#### EXCERPT:
=-=-=

The output directory looks similar to when only converting a single model:
Output
ap_output
protein1_and_protein2
|-ranked_0.cif
|-ranked_0.pdb
|-ranked_0.zip
|-ranked_1.pdb
|-ranked_2.pdb
|-ranked_3.pdb
|-ranked_4.pdb
...
...
But a peek into ranked_0.zip shows that it stored ModelCIF files and Zip archives for all remaining models of this modeling experiment:
Output
ranked_0.zip
|-ranked_0_local_pairwise_qa.cif
|-ranked_1.cif
|-ranked_1.zip
|-ranked_2.cif
|-ranked_2.zip
|-ranked_3.cif
|-ranked_3.zip
|-ranked_4.cif
|-ranked_4.zip
convert_to_modelcif.py produces two kinds of output: ModelCIF files and Zip archives for each model. The latter are called "associated files/archives" in ModelCIF terminology. Associated files are registered in their corresponding ModelCIF file by categories ma_entry_associated_files and ma_associated_archive_file_details. Historically, this scheme was created to offload AlphaFold's pairwise alignment error lists, which drastically increase file size. Nowadays, the Zip archives are used for all kinds of supplementary information on models, not handled by ModelCIF.
At this time, there is only one option left unexplained: --compress. It tells the script to compress ModelCIF files using Gzip. In the case of --add_associated, the ModelCIF files in the associated Zip archive are also compressed.

=-=-=

#### ACTIVITY LIST:
1. According to the ModelCIF conversion excerpt, which Zip archives are stored inside ranked_0.zip?
2. In the ModelCIF conversion excerpt, what does the --compress option tell the script to do?
The items that come next are unrelated to the ModelCIF conversion excerpt.

[Dataset items]
=-=-=

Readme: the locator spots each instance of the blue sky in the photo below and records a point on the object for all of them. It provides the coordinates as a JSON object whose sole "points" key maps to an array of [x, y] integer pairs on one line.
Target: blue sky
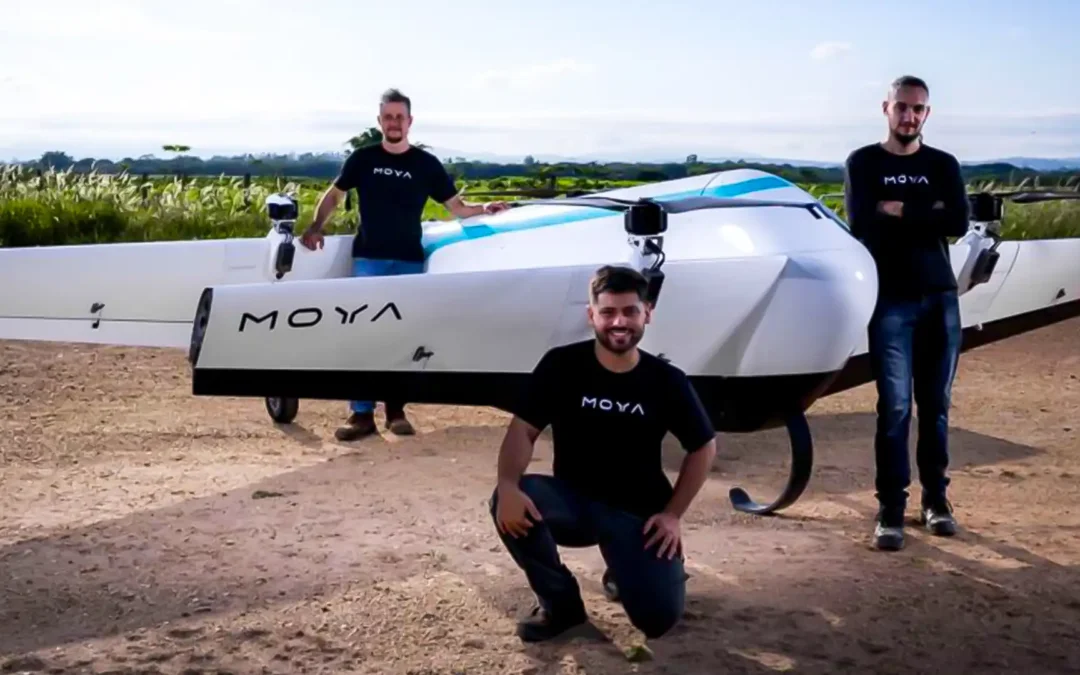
{"points": [[599, 78]]}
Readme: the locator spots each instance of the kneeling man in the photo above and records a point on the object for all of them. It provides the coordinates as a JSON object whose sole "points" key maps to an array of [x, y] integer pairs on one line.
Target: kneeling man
{"points": [[610, 406]]}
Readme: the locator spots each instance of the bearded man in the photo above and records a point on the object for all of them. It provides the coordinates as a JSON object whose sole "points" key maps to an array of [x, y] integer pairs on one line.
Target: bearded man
{"points": [[904, 200], [610, 405]]}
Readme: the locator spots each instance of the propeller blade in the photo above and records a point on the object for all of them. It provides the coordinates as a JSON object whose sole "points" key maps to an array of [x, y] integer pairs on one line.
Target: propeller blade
{"points": [[1029, 198], [698, 203], [671, 206], [595, 202]]}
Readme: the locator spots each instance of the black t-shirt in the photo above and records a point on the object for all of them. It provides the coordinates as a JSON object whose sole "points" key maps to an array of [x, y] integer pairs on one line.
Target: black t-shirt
{"points": [[912, 253], [608, 427], [393, 190]]}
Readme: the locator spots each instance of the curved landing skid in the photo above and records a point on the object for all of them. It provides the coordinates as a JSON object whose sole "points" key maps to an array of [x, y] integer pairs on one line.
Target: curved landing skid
{"points": [[798, 431], [282, 409]]}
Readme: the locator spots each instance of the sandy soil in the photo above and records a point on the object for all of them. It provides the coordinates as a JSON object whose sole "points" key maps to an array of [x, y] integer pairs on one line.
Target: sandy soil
{"points": [[146, 530]]}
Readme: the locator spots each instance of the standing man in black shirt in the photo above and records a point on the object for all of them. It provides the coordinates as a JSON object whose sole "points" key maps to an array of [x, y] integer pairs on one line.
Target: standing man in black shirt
{"points": [[393, 180], [609, 405], [903, 199]]}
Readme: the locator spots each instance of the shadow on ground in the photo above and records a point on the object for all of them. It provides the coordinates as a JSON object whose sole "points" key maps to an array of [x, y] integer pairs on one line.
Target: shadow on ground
{"points": [[844, 456], [765, 595]]}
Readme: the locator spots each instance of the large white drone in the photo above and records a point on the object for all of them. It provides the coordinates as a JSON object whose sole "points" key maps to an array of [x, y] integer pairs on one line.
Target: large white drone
{"points": [[763, 297]]}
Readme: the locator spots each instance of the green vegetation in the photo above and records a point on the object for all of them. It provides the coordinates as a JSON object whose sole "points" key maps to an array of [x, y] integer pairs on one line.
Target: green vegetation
{"points": [[52, 206]]}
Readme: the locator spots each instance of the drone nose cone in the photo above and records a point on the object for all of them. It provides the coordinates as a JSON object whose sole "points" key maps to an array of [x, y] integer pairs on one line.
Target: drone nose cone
{"points": [[817, 315]]}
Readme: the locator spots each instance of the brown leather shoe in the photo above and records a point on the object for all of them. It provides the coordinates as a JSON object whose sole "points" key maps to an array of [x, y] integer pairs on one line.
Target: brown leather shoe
{"points": [[359, 426], [399, 423]]}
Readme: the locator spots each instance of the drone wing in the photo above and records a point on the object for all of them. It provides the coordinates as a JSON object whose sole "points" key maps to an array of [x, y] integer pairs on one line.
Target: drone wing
{"points": [[136, 294]]}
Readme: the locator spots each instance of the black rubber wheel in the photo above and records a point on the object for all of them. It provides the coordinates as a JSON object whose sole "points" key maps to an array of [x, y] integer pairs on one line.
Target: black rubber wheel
{"points": [[282, 410], [798, 432]]}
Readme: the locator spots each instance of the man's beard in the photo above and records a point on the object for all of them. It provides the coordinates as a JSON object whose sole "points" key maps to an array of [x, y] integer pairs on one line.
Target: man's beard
{"points": [[619, 345], [906, 139]]}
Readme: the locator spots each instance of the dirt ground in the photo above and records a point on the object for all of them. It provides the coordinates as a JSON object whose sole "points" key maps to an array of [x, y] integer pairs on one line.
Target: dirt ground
{"points": [[146, 530]]}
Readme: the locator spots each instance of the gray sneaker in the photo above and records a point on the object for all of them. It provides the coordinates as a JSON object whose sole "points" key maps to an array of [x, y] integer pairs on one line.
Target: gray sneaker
{"points": [[889, 530], [939, 518]]}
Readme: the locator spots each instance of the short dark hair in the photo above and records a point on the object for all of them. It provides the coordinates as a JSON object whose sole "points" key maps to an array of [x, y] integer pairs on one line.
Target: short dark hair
{"points": [[618, 279], [909, 80], [393, 95]]}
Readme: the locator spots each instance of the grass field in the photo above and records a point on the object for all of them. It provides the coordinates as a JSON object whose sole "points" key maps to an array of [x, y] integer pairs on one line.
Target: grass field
{"points": [[67, 207]]}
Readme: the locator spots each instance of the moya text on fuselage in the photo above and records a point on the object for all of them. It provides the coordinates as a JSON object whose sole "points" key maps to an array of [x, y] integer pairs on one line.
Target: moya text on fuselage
{"points": [[310, 316]]}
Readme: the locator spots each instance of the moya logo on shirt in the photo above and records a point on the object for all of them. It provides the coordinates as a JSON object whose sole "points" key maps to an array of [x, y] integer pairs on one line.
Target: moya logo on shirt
{"points": [[906, 179], [607, 404], [392, 172]]}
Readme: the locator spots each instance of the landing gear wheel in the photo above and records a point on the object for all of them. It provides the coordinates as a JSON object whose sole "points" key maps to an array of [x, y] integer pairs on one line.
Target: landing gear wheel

=-=-=

#### SET OF ANSWERS:
1. ranked_1.zip, ranked_2.zip, ranked_3.zip, ranked_4.zip

2. It tells the script to compress ModelCIF files using Gzip.